**REQUIRED WORK:**
1 - Using the post about the Ninth Circuit's Pledge of Allegiance ruling, decide whether each statement agrees with it: (a) the words "under God" were added to the Pledge in 1954; (b) the quoted dissent says reciting the Pledge in its historic secular version would fail the Establishment Clause tests; (c) the quoted dissenting opinion is Judge Reinhardt's. Answer yes or no for each, quoting the deciding words.
2 - Continue the post about the Ninth Circuit's Pledge of Allegiance ruling from the point where it stops.

So the 9th circuit upholds "under God" in the Pledge of Allegience because "is a predominantly patriotic exercise".

Riiiiiight.... If that was even remotely true, you wouldn't see Sean Hannity, Glenn Beck, O'Rielly, and most conservatives go apoplectic at the mere mention of changing it. Rolling Eyes

Judge Reinhardt's dissenting opinion is absolutely scathing, and rightfully so:

Quote :
Were this a case to be decided on the basis of the law or the Constitution, the outcome would be clear. Under no sound legal analysis adhering to binding Supreme Court precedent could this court uphold state-directed, teacher-led, daily recitation of the “under God” version of the Pledge of Allegiance by children in public schools. It is not the recitation of the Pledge as it long endured that is at issue here, but its recitation with the congressionally added two words, “under God” — words added in 1954 for the specific religious purpose, among others, of indoctrinating public schoolchildren with a religious belief. The recitations of the amended version as conducted by the Rio Linda Union and other school districts fail all three of the Court’s Establishment Clause tests: The recitation of the Pledge in its historic secular version would not fail any of them. Only a desire to change the rules regarding the separation of church and state or an unwillingness to place this court on the unpopular side of a highly controversial dispute regarding both patriotism and religion could explain the decision the members of the majority reach here and the lengths to which their muddled and self-contradictory decision goes in order to reach the result they do.

To put it bluntly, no judge familiar with the history of the Pledge could in good conscience believe, as today’s majority purports to do, that the words “under God” were inserted into the Pledge for any purpose other than an explicitly and predominantly religious one: “to recognize the power and the universality of God in our pledge of allegiance;” to “acknowledge the dependence of our people, and our Government upon the moral direction and the restraints of religion,” 100 Cong. Rec. 7590-91 (1954); and to indoctrinate schoolchildren in the belief that God exists, id. at 5915, 6919. Nor could any judge familiar with controlling Supreme Court precedent seriously deny that carrying out such an indoctrination in a public school classroom unconstitutionally forces many young children either to profess a religious belief antithetical to their personal views or to declare themselves through their silence or nonparticipation to be protesting nonbelievers, thereby subjecting themselves to hostility and ridicule.

It is equally clear that no judge familiar with our constitutional history and the history of the Pledge could legitimately rely on a 2002 “reaffirmation” to justify the incorporation of the words “under God” into the Pledge in 1954 by a statutory amendment, or suggest that, in determining the question before us, we should not look to that amendment but only to the Pledge itself, as if the finite act in 1954 of transforming a purely secular patriotic pledge into a vehicle to promote religion, and to indoctrinate public schoolchildren with a belief in God, had never occurred. Finally, no such judge could ignore the fact that in a clearly controlling decision that binds us here the Supreme Court has directed us, in deciding a constitutional question such as we now face, to examine the 1954 amendment and why it was adopted rather than to look to the pertinent statute, here the Pledge, as a whole. See Wallace v. Jaffree, 472 U.S. 38, 58-61 (1985).

Data listing:
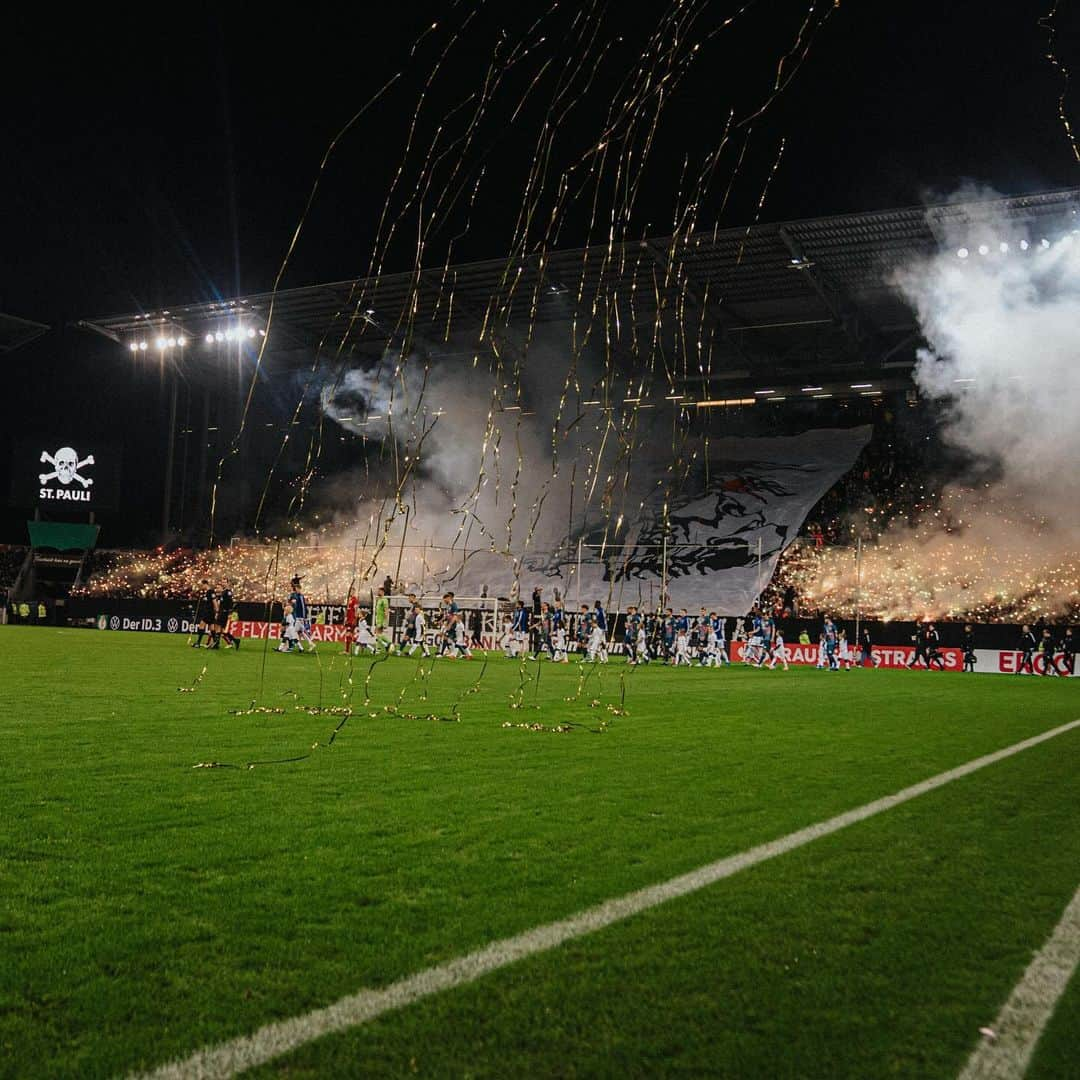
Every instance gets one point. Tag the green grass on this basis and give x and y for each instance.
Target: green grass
(149, 907)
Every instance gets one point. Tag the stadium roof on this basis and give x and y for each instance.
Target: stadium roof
(16, 332)
(800, 297)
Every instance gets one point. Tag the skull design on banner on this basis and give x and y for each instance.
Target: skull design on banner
(66, 466)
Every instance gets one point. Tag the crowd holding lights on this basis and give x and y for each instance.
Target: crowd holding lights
(258, 571)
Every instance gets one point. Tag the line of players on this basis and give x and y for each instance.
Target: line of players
(666, 637)
(450, 637)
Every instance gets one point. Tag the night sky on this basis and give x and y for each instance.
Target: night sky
(149, 164)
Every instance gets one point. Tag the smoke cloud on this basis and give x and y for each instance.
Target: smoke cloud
(999, 308)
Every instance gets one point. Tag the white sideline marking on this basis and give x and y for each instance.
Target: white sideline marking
(1024, 1016)
(271, 1041)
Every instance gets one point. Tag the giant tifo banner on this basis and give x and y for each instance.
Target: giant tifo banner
(66, 471)
(711, 525)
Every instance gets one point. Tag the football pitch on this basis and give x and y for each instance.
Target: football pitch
(150, 907)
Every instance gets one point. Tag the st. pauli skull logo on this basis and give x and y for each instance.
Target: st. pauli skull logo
(66, 466)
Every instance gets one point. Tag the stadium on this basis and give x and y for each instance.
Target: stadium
(636, 650)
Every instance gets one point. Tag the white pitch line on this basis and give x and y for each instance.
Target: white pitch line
(1023, 1017)
(235, 1055)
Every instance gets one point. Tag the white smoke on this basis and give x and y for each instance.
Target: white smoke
(999, 307)
(500, 456)
(1002, 325)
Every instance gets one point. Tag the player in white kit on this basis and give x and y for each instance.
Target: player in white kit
(597, 645)
(558, 646)
(779, 650)
(419, 629)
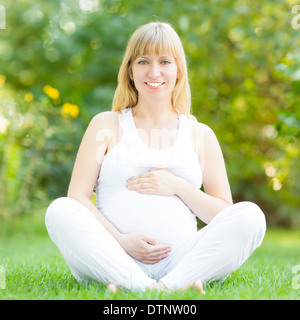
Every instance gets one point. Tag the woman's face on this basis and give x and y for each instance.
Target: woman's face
(155, 76)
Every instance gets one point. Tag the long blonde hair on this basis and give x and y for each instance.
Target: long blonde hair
(160, 38)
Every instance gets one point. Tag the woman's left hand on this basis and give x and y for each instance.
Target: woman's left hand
(158, 181)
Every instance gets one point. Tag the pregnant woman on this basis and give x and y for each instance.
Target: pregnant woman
(148, 159)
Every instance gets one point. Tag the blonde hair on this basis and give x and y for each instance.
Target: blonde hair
(160, 38)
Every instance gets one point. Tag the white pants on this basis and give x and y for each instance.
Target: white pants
(211, 254)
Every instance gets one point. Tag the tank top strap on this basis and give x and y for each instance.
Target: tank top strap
(125, 120)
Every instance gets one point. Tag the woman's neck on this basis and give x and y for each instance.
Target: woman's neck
(154, 112)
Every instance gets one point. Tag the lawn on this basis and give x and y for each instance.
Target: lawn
(34, 270)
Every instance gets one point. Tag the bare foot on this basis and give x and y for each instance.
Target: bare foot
(195, 284)
(112, 288)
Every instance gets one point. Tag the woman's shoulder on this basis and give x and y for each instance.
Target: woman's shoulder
(107, 119)
(198, 127)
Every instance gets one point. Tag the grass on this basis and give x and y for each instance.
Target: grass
(35, 270)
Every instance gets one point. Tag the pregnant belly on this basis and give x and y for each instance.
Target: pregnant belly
(167, 219)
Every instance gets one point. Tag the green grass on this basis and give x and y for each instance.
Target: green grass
(35, 270)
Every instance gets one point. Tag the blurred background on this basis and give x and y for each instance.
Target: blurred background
(59, 62)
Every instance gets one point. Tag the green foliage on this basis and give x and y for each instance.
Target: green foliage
(243, 62)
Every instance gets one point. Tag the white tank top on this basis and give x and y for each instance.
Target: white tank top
(166, 218)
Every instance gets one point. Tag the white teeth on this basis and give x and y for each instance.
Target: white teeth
(154, 84)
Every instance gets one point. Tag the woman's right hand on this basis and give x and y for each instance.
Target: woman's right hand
(143, 247)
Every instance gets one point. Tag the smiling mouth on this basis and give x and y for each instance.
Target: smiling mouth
(154, 84)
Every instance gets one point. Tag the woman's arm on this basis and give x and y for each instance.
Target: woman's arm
(102, 130)
(87, 165)
(205, 205)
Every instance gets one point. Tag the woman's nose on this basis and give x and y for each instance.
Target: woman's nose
(154, 71)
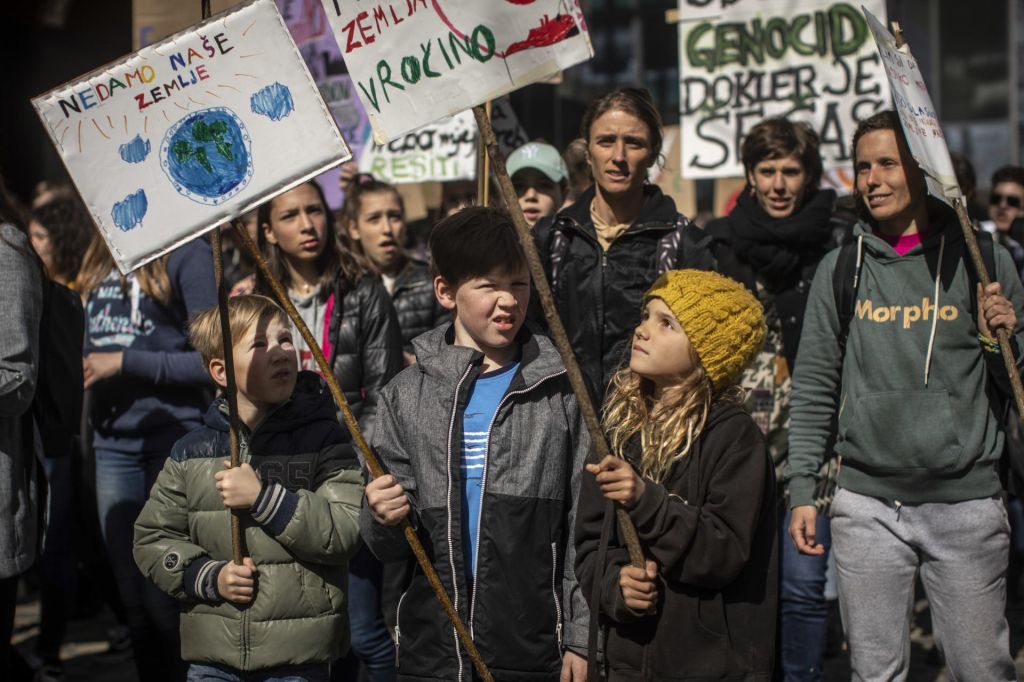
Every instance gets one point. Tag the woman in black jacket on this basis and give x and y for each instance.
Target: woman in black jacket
(772, 242)
(351, 314)
(604, 251)
(373, 218)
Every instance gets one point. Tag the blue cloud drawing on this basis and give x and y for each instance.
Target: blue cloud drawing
(273, 101)
(136, 151)
(128, 214)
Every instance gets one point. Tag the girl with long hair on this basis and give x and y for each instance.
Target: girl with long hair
(373, 220)
(148, 388)
(690, 467)
(349, 311)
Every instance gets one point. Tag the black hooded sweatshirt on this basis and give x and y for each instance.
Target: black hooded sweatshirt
(711, 528)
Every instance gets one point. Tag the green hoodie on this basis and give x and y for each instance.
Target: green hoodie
(908, 431)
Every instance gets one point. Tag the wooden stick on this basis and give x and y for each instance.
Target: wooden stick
(230, 390)
(482, 167)
(371, 460)
(1003, 334)
(555, 327)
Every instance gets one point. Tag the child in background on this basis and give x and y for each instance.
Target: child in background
(374, 218)
(282, 611)
(484, 444)
(540, 178)
(691, 468)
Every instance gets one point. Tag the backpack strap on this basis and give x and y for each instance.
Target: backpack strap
(846, 280)
(669, 246)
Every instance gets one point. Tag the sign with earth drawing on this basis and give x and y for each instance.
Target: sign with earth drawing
(192, 131)
(416, 61)
(743, 60)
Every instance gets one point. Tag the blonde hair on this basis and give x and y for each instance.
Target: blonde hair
(243, 312)
(98, 262)
(667, 429)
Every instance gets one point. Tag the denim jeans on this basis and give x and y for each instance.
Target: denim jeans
(803, 613)
(57, 577)
(372, 644)
(305, 673)
(123, 482)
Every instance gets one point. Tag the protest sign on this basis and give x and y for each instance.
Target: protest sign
(921, 123)
(805, 59)
(310, 31)
(440, 152)
(416, 61)
(189, 132)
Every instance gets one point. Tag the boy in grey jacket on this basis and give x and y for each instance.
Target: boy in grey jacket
(282, 610)
(485, 444)
(916, 397)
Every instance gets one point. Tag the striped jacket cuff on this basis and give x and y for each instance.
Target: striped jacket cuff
(273, 508)
(200, 579)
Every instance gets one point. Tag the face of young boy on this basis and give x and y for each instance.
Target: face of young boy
(660, 347)
(265, 364)
(488, 310)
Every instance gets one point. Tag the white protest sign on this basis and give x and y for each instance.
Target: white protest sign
(921, 123)
(440, 152)
(192, 131)
(808, 60)
(416, 61)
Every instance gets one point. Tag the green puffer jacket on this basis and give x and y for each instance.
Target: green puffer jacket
(300, 534)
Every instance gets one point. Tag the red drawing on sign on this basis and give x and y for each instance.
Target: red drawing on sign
(550, 31)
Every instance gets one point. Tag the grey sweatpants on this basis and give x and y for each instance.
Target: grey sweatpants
(961, 550)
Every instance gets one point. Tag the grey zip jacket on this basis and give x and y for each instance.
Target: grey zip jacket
(918, 395)
(525, 604)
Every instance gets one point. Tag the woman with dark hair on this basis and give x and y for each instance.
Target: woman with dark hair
(603, 252)
(772, 243)
(60, 231)
(350, 313)
(20, 309)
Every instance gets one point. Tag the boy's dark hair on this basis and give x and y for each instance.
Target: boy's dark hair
(474, 242)
(780, 138)
(1009, 174)
(632, 100)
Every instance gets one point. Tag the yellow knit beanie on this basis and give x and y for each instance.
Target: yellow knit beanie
(724, 322)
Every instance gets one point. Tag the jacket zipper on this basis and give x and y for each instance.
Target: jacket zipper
(397, 630)
(455, 578)
(483, 486)
(554, 595)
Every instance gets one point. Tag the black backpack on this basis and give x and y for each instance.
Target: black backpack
(57, 403)
(846, 281)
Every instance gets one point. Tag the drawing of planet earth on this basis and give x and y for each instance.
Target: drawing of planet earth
(208, 156)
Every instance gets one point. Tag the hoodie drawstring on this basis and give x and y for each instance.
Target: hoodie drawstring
(935, 315)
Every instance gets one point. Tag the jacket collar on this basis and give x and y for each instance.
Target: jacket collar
(439, 357)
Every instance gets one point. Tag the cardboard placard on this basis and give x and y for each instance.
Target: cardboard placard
(805, 59)
(921, 123)
(189, 132)
(416, 61)
(440, 152)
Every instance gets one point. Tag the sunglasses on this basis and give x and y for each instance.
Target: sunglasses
(1012, 201)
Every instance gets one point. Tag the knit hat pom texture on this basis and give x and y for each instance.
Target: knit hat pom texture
(723, 320)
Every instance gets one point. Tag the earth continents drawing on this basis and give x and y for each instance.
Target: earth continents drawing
(207, 156)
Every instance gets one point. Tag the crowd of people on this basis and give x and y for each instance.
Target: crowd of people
(804, 400)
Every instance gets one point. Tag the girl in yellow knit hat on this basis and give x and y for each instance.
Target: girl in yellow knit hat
(691, 469)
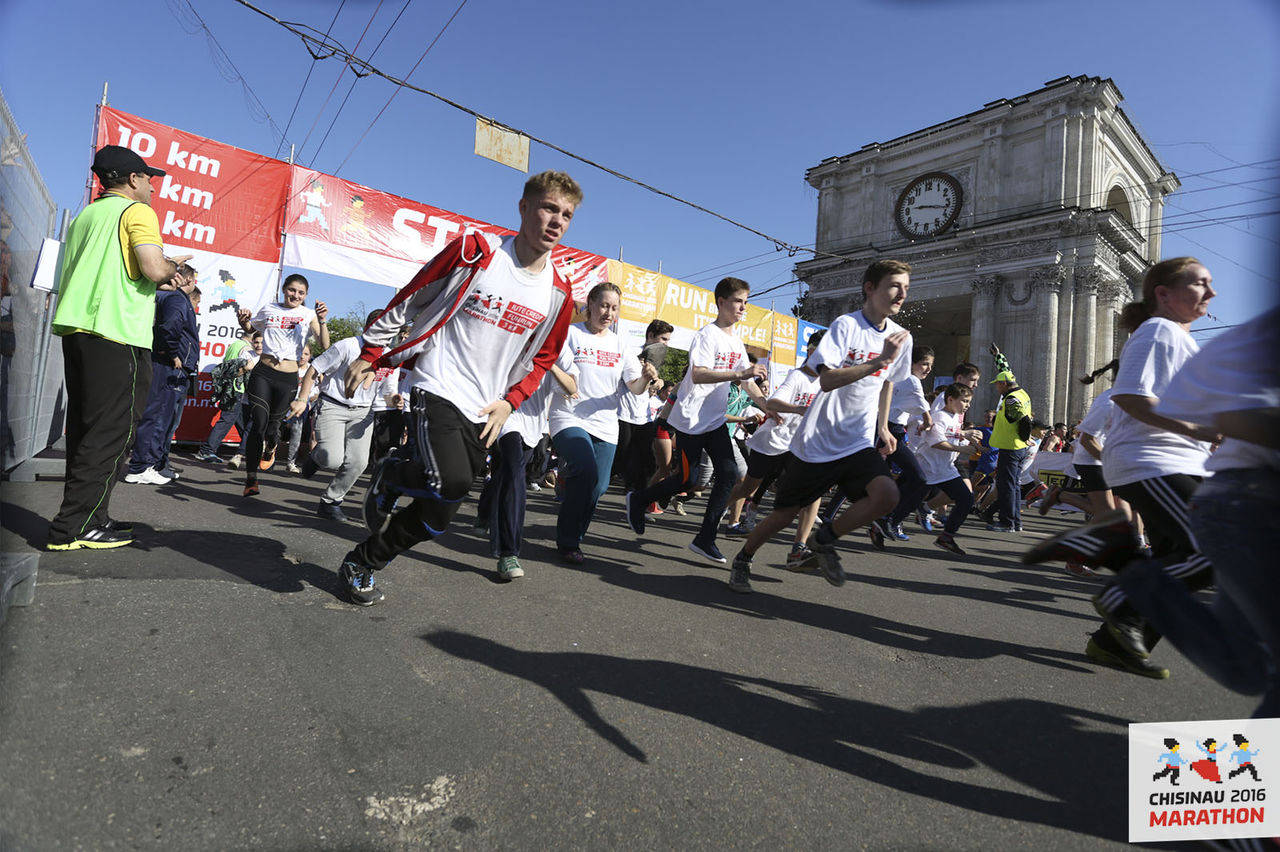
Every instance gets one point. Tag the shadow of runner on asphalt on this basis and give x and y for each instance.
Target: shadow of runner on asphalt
(712, 591)
(1045, 747)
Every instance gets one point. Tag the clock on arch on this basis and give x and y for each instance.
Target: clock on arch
(928, 205)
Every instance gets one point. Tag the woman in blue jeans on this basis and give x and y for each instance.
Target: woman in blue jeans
(585, 426)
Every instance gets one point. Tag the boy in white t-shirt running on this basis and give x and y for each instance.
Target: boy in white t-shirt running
(487, 324)
(716, 358)
(940, 445)
(858, 362)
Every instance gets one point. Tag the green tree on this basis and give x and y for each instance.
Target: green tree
(673, 367)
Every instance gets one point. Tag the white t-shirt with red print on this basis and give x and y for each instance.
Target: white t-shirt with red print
(284, 330)
(700, 408)
(940, 465)
(472, 353)
(842, 421)
(773, 438)
(599, 365)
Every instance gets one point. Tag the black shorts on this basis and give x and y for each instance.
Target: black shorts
(803, 482)
(1091, 479)
(760, 466)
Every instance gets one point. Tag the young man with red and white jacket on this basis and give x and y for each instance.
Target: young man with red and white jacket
(487, 321)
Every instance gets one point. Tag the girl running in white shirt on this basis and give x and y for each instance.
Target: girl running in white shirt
(286, 328)
(585, 427)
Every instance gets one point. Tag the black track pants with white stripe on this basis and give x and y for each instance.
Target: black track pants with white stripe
(1162, 504)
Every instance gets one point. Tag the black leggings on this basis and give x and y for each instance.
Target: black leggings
(268, 394)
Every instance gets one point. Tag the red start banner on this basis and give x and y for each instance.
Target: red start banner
(350, 229)
(213, 197)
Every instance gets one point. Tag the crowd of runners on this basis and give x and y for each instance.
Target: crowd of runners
(475, 372)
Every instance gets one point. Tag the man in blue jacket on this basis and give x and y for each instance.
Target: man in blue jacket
(174, 355)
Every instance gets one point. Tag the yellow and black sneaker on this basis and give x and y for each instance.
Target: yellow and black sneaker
(100, 537)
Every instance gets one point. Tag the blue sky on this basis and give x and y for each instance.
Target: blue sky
(725, 104)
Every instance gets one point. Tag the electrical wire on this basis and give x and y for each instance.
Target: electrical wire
(305, 81)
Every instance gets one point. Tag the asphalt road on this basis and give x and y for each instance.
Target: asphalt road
(206, 688)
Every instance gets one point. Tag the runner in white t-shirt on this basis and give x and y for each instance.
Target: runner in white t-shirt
(584, 427)
(286, 326)
(769, 449)
(343, 427)
(1152, 461)
(634, 458)
(858, 362)
(487, 323)
(938, 448)
(502, 504)
(716, 358)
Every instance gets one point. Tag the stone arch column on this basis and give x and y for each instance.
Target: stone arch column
(1084, 344)
(1046, 283)
(982, 325)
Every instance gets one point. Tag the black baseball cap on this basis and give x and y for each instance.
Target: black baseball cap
(114, 161)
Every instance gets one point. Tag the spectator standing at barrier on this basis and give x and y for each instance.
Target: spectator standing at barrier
(174, 353)
(487, 324)
(858, 362)
(1010, 435)
(246, 348)
(343, 426)
(716, 358)
(112, 265)
(286, 326)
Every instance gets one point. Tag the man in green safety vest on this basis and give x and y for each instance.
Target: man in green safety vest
(1010, 434)
(112, 264)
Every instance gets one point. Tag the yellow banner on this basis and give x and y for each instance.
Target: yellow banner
(686, 306)
(757, 329)
(785, 329)
(641, 291)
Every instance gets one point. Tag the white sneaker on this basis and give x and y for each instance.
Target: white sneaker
(149, 476)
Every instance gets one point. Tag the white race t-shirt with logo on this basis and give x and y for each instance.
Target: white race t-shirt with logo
(700, 408)
(598, 365)
(1234, 371)
(284, 330)
(908, 401)
(842, 421)
(940, 465)
(333, 362)
(772, 438)
(474, 352)
(1136, 450)
(1095, 425)
(530, 420)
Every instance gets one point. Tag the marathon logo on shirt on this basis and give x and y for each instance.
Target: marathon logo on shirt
(508, 316)
(803, 398)
(860, 356)
(597, 357)
(726, 361)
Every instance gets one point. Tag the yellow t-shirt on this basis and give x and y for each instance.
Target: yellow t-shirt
(138, 227)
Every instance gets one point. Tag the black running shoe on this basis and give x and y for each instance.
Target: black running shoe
(740, 575)
(635, 513)
(827, 558)
(1127, 631)
(876, 535)
(357, 582)
(1105, 650)
(1109, 541)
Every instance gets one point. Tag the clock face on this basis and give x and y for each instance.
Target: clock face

**SOLVED TASKS:**
1 -
(a) Yes: "words added in 1954 for the specific religious purpose, among others, of indoctrinating public schoolchildren with a religious belief"
(b) No: "The recitation of the Pledge in its historic secular version would not fail any of them."
(c) Yes: "Judge Reinhardt's dissenting opinion is absolutely scathing"

2 -
The undeniably religious purpose of the “under God” amendment to the Pledge and the inherently coercive nature of its teacher-led daily recitation in public schools ought to be sufficient under any Establishment Clause analysis to vindicate Jan Roe and her child’s constitutional claim, and to require that the Pledge of Allegiance, when recited as part of a daily state-directed, teacher-led program, be performed in its original, pre-amendment secular incarnation that served us so well for generations. Surely, our original Pledge, without the McCarthy-era effort to indoctrinate our nation’s children with a state-held religious belief, was no less patriotic. For purposes of this case, the only difference between the original secular Pledge and the amended religious version is that the former did not subject, and was not designed to subject, our children to an attempt by their government to impose on them a religious belief regarding the existence of God. We should indeed have had more faith in our country, our citizens, and our Constitution than we exhibited at the peak of the McCarthy era when we enacted the religious amendment to our Pledge of Allegiance, in part to inculcate in our children a belief in God. In doing so, we abandoned our historic principle that secular matters were for the state and matters of faith were for the church. The majority does so again today, sadly, by twisting, distorting, and misrepresenting the law, as well as the issues that are before us.

Today’s majority opinion will undoubtedly be celebrated, at least publicly, by almost all political figures, and by many citizens as well, without regard for the constitutional principles it violates and without regard for the judicial precedents it defies and distorts, just as this court’s decision in Newdow I1 was condemned by so many who did not even bother to read it and simply rushed to join the political bandwagon. As before, there will be little attention paid to the constitutional rights of the minority or to the fundamental tenets of the Establishment Clause. Instead, to the joy or relief, as the case may be, of the two members of the majority, this court’s willingness to abandon its constitutional responsibilities will be praised as patriotic and may even burnish the court’s reputation among those who believe that it adheres too strictly to the dictates of the Constitution or that it values excessively the mandate of the Bill of Rights.